*** Opening Supplied records ***

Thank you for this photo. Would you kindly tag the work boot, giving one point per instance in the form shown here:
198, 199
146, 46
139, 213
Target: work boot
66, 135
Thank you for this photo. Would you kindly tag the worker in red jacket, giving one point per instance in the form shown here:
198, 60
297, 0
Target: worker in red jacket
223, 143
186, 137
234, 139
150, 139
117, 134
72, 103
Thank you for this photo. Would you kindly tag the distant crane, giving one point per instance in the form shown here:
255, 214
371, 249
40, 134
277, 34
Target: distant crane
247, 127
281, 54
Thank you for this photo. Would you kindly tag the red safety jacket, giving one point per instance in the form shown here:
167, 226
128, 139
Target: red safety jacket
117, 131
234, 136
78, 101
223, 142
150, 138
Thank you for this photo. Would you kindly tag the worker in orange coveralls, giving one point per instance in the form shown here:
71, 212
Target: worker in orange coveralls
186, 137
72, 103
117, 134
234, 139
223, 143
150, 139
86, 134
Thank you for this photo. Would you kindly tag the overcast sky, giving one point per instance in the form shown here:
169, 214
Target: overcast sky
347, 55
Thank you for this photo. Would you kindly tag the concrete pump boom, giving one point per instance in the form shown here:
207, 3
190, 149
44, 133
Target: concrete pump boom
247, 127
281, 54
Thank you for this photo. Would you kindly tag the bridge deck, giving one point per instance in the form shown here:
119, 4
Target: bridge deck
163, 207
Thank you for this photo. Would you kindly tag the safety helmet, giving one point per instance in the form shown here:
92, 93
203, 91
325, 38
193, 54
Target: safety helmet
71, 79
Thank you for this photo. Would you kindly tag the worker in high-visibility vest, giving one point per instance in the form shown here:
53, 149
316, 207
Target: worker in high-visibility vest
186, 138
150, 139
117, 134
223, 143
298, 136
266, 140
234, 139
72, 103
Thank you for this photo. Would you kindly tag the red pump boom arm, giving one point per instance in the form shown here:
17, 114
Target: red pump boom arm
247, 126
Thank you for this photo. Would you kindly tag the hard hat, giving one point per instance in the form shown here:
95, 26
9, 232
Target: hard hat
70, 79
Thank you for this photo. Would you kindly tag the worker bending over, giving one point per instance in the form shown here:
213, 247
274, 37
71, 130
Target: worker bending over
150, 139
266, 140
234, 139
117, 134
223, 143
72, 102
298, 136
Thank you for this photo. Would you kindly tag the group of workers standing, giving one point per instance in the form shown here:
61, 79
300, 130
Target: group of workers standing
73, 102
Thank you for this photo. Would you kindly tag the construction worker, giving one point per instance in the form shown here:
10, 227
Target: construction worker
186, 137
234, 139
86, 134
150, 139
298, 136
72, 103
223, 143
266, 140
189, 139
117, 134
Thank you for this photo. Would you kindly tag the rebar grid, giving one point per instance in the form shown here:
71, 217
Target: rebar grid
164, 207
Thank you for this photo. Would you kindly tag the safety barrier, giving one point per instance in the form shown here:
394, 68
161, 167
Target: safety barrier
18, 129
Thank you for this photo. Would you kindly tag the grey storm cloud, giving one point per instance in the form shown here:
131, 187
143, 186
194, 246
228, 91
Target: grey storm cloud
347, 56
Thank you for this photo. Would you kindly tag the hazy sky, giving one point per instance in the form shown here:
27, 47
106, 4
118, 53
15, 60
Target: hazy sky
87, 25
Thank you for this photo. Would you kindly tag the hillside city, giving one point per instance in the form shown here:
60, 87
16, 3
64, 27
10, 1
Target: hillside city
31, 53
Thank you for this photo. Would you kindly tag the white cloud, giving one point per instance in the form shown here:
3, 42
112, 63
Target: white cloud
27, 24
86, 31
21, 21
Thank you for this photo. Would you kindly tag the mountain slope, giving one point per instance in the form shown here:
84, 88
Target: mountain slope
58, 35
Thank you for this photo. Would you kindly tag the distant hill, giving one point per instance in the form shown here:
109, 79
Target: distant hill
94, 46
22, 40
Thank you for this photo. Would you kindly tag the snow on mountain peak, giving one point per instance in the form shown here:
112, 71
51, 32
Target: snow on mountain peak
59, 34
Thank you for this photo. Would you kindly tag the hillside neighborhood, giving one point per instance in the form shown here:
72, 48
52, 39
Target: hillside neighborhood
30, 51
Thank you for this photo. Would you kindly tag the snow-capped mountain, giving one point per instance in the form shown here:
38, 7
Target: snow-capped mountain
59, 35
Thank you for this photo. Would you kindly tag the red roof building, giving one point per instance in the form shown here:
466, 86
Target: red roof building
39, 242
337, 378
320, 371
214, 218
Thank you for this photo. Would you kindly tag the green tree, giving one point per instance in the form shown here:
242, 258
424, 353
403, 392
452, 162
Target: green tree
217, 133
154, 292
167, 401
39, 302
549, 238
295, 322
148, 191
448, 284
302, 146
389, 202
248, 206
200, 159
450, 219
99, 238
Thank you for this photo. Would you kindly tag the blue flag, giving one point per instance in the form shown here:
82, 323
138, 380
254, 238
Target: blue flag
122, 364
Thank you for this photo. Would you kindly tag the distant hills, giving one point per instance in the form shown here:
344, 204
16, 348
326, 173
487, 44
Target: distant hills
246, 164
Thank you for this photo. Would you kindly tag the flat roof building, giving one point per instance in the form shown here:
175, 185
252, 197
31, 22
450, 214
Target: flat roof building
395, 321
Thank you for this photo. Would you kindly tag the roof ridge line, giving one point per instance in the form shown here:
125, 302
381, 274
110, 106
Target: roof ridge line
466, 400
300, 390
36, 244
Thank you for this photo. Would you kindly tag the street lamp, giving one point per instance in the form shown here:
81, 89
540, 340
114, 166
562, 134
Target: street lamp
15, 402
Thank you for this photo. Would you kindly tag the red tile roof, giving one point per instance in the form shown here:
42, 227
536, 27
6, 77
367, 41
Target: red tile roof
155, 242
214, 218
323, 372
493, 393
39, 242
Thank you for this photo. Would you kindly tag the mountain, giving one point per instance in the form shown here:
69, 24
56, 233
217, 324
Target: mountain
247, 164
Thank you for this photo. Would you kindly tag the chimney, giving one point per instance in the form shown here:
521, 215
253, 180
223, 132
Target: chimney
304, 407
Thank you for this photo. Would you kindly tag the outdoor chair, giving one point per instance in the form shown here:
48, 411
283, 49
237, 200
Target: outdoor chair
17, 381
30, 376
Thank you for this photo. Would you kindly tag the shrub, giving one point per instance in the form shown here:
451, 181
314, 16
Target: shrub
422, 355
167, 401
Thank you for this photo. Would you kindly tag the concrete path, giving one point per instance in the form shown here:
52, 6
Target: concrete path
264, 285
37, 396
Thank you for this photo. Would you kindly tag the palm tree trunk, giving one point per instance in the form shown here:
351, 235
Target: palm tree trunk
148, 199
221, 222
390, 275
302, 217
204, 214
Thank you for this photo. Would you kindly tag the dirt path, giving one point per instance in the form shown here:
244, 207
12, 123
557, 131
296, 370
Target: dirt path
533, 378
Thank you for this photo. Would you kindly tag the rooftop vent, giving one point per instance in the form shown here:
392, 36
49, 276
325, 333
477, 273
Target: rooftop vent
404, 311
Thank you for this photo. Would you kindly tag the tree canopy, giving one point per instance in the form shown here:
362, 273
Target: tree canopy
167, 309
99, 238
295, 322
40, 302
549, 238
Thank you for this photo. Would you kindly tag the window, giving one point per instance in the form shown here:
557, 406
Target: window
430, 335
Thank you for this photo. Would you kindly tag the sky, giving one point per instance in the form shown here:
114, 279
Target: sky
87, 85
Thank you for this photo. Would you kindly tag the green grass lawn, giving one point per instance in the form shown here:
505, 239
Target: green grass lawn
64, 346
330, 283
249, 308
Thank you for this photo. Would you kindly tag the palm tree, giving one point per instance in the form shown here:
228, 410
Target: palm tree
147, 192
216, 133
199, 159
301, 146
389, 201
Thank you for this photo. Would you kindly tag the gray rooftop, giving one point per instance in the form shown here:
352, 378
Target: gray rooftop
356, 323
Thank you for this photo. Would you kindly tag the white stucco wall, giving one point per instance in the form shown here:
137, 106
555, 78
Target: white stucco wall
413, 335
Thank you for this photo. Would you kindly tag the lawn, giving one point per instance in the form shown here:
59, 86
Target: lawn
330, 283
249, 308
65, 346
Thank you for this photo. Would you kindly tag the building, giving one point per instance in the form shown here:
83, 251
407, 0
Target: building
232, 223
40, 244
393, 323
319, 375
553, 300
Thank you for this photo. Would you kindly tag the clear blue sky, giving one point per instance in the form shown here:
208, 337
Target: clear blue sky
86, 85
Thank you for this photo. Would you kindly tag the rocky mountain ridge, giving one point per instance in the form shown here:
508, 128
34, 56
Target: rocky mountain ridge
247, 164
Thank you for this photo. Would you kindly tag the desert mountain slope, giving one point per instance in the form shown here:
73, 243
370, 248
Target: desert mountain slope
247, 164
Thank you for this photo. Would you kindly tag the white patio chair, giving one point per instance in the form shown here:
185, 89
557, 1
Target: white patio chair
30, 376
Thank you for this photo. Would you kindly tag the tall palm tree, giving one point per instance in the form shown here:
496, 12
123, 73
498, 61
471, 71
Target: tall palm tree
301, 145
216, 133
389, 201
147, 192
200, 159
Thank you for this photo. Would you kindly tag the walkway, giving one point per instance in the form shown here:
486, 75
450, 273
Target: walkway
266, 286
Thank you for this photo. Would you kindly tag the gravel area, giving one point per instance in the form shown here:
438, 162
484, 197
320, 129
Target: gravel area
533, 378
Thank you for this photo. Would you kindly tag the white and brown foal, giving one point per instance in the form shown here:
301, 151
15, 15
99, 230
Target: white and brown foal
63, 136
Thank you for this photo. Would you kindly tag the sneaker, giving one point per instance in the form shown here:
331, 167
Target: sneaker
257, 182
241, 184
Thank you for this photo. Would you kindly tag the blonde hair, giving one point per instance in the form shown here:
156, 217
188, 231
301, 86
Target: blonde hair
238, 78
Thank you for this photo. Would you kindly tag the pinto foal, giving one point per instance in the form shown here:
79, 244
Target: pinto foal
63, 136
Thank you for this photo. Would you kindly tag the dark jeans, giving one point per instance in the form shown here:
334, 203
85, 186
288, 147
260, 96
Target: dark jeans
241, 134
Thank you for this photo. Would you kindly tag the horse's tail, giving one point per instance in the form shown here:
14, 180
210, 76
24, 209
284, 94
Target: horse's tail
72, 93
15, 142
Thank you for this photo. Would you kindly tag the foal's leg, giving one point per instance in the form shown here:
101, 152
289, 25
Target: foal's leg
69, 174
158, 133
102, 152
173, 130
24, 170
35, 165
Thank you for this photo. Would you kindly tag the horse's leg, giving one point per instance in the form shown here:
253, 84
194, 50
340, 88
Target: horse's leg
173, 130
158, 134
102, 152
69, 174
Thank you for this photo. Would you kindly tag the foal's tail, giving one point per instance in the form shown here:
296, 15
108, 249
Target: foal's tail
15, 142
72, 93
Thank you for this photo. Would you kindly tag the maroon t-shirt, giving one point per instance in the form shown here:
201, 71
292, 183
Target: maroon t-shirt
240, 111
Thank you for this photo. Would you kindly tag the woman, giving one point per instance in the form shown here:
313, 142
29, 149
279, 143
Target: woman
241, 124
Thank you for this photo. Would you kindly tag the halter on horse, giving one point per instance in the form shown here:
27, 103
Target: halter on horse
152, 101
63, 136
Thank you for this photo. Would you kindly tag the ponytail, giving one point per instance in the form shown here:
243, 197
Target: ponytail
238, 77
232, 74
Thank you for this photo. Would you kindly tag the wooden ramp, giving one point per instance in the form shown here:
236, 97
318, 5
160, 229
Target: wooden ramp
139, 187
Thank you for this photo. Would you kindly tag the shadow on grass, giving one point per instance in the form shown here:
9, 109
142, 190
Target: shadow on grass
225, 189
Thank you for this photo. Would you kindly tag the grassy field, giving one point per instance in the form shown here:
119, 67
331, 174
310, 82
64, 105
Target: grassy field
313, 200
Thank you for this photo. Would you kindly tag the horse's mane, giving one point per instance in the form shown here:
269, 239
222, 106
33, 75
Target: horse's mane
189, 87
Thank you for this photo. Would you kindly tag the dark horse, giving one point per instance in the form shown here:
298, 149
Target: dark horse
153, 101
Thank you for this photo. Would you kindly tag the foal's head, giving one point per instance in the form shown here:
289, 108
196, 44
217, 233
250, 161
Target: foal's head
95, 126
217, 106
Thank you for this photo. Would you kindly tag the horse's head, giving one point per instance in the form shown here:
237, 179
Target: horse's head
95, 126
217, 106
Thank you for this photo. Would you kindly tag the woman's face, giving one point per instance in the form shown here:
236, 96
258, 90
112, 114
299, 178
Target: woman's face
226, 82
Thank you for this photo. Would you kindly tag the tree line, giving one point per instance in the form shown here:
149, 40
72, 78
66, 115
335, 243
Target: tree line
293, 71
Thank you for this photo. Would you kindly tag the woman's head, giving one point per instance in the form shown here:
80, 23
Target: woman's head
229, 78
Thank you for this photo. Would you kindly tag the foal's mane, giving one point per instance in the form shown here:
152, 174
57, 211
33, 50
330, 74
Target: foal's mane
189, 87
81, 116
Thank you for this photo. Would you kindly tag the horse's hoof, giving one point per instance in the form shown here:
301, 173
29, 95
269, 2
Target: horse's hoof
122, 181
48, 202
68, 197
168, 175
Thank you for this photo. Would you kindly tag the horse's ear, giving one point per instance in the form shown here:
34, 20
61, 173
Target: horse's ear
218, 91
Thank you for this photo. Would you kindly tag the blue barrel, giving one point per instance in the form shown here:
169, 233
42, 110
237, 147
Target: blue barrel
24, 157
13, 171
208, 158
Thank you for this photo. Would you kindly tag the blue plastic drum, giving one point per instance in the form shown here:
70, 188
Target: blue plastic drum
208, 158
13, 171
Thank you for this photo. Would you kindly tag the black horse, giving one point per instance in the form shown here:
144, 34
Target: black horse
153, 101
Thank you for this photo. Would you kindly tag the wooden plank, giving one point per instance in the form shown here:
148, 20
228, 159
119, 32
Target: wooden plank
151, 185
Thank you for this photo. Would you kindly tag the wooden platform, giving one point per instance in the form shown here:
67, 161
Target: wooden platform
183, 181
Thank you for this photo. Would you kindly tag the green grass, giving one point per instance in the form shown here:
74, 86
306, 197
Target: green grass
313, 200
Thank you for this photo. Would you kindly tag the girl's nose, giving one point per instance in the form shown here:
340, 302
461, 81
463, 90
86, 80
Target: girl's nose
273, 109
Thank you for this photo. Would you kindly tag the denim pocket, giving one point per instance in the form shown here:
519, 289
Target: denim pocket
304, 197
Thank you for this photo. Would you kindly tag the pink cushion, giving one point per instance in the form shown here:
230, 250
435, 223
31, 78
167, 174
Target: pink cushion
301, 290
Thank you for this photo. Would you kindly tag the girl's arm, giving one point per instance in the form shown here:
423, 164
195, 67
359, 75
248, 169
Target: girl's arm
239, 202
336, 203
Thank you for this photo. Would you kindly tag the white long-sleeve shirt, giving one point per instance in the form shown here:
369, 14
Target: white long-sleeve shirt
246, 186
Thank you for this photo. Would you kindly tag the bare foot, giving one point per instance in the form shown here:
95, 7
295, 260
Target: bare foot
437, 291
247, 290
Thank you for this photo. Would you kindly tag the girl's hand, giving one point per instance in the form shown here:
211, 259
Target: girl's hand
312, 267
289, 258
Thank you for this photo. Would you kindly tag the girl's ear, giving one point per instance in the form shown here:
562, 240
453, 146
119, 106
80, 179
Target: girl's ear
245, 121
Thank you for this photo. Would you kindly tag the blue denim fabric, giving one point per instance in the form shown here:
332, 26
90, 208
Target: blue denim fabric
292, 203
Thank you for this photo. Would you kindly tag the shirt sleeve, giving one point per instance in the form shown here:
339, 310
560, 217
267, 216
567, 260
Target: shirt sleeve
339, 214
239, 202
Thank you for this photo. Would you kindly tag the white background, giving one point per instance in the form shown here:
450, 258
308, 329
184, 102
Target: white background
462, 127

*** Closing Supplied records ***

▶ Problem requirements
Retype only this portion of the data above: the line containing "Target: group of workers standing", the line containing "safety barrier, giving", and all lines between them, exactly.

▶ Result of the exercise
Target: group of workers standing
73, 102
Thank you for this photo. Would you kindly tag the construction worker, giving one point per instance in the form shown here:
10, 227
Target: construction worker
186, 137
234, 139
86, 134
150, 139
298, 136
72, 103
223, 143
266, 140
189, 139
117, 134
Thank you for this photo. Would you kindly tag the rebar grid, giving one point per instance in the form shown here:
71, 217
Target: rebar grid
164, 207
Thank you for this photo. Would you kindly tag the safety barrier, giving one point per instance in the form shown here:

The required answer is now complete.